Written task: Rewrite the following lines, replacing "using this sample" with "following this format" and leaving everything else unchanged.

***** Given records *****

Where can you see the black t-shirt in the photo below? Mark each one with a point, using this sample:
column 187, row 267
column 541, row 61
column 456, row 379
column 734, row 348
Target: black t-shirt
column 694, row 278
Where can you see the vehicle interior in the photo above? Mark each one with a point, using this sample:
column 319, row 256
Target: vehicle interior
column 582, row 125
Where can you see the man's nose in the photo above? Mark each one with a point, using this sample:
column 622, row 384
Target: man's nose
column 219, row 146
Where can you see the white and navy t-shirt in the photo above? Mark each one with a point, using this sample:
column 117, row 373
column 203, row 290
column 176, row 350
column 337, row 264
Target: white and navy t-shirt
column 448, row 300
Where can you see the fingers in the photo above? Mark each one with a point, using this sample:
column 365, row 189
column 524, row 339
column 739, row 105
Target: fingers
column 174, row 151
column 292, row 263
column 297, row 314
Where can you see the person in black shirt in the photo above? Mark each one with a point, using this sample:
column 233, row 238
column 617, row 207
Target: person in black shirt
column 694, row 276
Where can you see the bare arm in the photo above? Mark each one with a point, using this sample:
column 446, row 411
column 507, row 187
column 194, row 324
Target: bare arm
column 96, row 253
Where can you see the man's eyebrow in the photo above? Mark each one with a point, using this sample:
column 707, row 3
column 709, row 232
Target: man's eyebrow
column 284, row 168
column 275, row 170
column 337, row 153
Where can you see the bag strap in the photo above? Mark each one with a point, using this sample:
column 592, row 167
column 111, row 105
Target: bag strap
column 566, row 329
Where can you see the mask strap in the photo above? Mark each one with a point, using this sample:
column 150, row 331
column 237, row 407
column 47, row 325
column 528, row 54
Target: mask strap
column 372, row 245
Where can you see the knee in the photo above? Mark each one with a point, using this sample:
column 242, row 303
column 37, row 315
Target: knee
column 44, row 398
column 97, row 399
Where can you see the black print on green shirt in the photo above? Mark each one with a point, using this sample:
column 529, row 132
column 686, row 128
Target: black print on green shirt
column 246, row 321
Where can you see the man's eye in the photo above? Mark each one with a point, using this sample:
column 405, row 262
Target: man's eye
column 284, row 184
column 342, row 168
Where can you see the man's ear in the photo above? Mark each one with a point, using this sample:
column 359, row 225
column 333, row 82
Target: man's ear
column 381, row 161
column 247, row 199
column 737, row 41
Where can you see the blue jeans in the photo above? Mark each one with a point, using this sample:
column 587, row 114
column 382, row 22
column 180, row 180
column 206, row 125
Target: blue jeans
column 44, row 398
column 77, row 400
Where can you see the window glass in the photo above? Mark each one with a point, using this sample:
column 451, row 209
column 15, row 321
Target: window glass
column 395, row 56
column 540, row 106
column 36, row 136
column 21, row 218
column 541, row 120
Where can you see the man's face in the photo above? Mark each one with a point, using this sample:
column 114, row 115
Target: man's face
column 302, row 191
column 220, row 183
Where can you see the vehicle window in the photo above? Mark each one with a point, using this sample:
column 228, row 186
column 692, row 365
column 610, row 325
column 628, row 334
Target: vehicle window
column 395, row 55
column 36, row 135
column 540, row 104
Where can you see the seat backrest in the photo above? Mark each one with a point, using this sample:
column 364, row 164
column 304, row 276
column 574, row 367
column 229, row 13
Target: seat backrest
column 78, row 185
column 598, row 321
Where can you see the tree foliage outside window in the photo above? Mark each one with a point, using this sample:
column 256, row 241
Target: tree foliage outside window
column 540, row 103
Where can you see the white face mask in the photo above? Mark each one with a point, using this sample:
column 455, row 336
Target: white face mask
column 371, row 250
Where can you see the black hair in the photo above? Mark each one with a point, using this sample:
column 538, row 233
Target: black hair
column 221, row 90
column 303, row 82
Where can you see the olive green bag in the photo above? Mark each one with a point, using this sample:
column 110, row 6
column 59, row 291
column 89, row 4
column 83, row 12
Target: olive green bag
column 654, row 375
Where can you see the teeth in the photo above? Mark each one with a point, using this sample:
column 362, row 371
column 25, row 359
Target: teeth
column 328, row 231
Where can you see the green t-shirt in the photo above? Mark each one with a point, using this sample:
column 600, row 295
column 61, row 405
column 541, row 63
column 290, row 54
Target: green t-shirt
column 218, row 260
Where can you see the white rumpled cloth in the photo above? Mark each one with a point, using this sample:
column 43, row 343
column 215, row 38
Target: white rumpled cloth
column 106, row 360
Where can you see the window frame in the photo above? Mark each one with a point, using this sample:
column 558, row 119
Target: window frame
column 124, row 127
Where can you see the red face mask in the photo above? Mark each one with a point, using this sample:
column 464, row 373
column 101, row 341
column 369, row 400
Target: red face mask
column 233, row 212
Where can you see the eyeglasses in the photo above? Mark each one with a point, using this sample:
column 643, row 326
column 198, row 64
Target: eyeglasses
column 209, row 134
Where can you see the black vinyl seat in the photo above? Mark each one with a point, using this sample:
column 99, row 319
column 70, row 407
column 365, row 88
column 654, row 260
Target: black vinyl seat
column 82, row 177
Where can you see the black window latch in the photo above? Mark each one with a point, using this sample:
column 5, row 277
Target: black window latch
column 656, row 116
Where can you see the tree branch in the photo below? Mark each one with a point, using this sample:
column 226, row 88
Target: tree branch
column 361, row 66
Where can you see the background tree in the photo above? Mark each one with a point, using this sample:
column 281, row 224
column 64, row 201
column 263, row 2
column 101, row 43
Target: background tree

*****

In response:
Where can you see the black t-shirt in the photo below? Mark each one with a point, following this format:
column 187, row 267
column 541, row 61
column 456, row 379
column 734, row 348
Target: black t-shirt
column 694, row 278
Where can you see the vehicle interior in the photo above? Mark each one with a point, following this format:
column 319, row 256
Target: vehicle interior
column 582, row 125
Where can you see the man's nose in the photo above? Mark each one with a point, following this format:
column 622, row 384
Target: man's nose
column 219, row 146
Where can you see the white and navy t-shirt in the photo above? Mark each one with a point, following this format:
column 117, row 373
column 203, row 290
column 176, row 350
column 337, row 264
Target: white and navy t-shirt
column 448, row 300
Where can you see the fingers in the photo above? Mark each one with a point, following this format:
column 365, row 189
column 524, row 339
column 739, row 105
Target: fingers
column 174, row 151
column 292, row 263
column 297, row 314
Where can you see the person in black shirt in the photo above? Mark each one with a point, following this format:
column 233, row 238
column 617, row 207
Target: person in black shirt
column 694, row 276
Where can you see the bare arm in the photo above? Mark each one with a point, following this format:
column 446, row 411
column 507, row 187
column 194, row 324
Target: bare arm
column 96, row 253
Where can you see the man's eyebrow in the photo above? Mark each one with a point, following this format:
column 707, row 3
column 709, row 232
Target: man's eyebrow
column 284, row 168
column 275, row 170
column 337, row 153
Where can you see the bag strap in the photo above? Mark each one with a point, following this format:
column 592, row 167
column 111, row 105
Target: bag strap
column 566, row 329
Where can you see the mask strap in the photo above? Mark each one with a point, following this format:
column 150, row 331
column 237, row 407
column 47, row 325
column 528, row 54
Target: mask strap
column 372, row 245
Where can you see the knee in the photo above? Mark each one with a point, following this format:
column 242, row 303
column 37, row 315
Target: knee
column 44, row 398
column 97, row 399
Where can you see the black print on green shirt in the photo above? Mark each one with a point, following this format:
column 529, row 132
column 686, row 128
Target: black print on green shirt
column 246, row 321
Where can you see the man's eye in the photo above? Mark each one with a point, following this format:
column 405, row 262
Target: man's eye
column 284, row 184
column 342, row 168
Where can you see the man's ear in the photo above? Mark each one with a point, following this format:
column 359, row 225
column 333, row 82
Target: man's ear
column 381, row 161
column 247, row 199
column 737, row 41
Where can you see the blue jeans in the photo above? Mark each one with a point, following this format:
column 587, row 114
column 382, row 22
column 180, row 180
column 206, row 125
Target: blue jeans
column 44, row 398
column 77, row 400
Where can you see the window glass in the photo above? Mark each one with a point, following this format:
column 451, row 209
column 15, row 321
Target: window glass
column 395, row 56
column 540, row 106
column 36, row 136
column 21, row 218
column 541, row 120
Where can you see the man's face in the photo above? Mark each one with a point, following this format:
column 114, row 115
Target: man's face
column 302, row 191
column 220, row 183
Where can you see the vehicle window in the photo above? Mark each one with a point, following this format:
column 228, row 186
column 692, row 365
column 610, row 325
column 628, row 334
Target: vehicle window
column 395, row 55
column 36, row 135
column 540, row 104
Where can you see the seat backrest in the photo above? Mark each one with a point, following this format:
column 364, row 164
column 304, row 276
column 574, row 367
column 229, row 13
Target: seat backrest
column 78, row 185
column 598, row 321
Where can you see the tree foliage outside window in the photo above? Mark each one with a point, following this format:
column 256, row 241
Target: tree foliage outside window
column 540, row 103
Where can you see the white face mask in the photo above? Mark each one with a point, following this format:
column 455, row 336
Target: white face mask
column 371, row 250
Where can you see the black hair in the photo above? Mark each one with a point, following this format:
column 538, row 233
Target: black hair
column 221, row 90
column 303, row 82
Where can you see the olive green bag in the photo above? Mark each one with a point, following this format:
column 110, row 6
column 59, row 291
column 89, row 4
column 83, row 12
Target: olive green bag
column 654, row 375
Where can you see the teeth in the photo above? Mark each one with a point, following this format:
column 362, row 371
column 25, row 359
Target: teeth
column 328, row 231
Where can you see the green t-shirt in the photo above? Mark each one with a point, following this format:
column 600, row 295
column 61, row 405
column 541, row 63
column 290, row 54
Target: green t-shirt
column 218, row 260
Where can you see the white rumpled cloth in the photo above? Mark each one with a point, following this format:
column 43, row 343
column 215, row 38
Target: white rumpled cloth
column 106, row 360
Where can you see the window frame in the photo above? Mark each one with a point, following this format:
column 558, row 119
Target: window frame
column 124, row 127
Where can you see the red face mask in the photo above? Mark each one with a point, following this format:
column 464, row 373
column 101, row 341
column 369, row 400
Target: red face mask
column 233, row 212
Where can you see the eyeglasses in the photo above? Mark each one with a point, following this format:
column 643, row 326
column 198, row 64
Target: eyeglasses
column 209, row 134
Where can you see the black vinyl seat in the photo above? Mark each one with a point, following this format:
column 99, row 319
column 70, row 407
column 365, row 88
column 654, row 260
Target: black vinyl seat
column 82, row 177
Where can you see the black window latch in the photo above? Mark each one with a point, following this format:
column 5, row 277
Target: black window latch
column 656, row 116
Where can you see the tree branch in the photo below? Mark each one with a point, following this format:
column 226, row 88
Target: tree branch
column 361, row 66
Where can you see the background tree in the photo above? Mark each one with a point, following this format:
column 281, row 224
column 64, row 201
column 263, row 2
column 101, row 43
Target: background tree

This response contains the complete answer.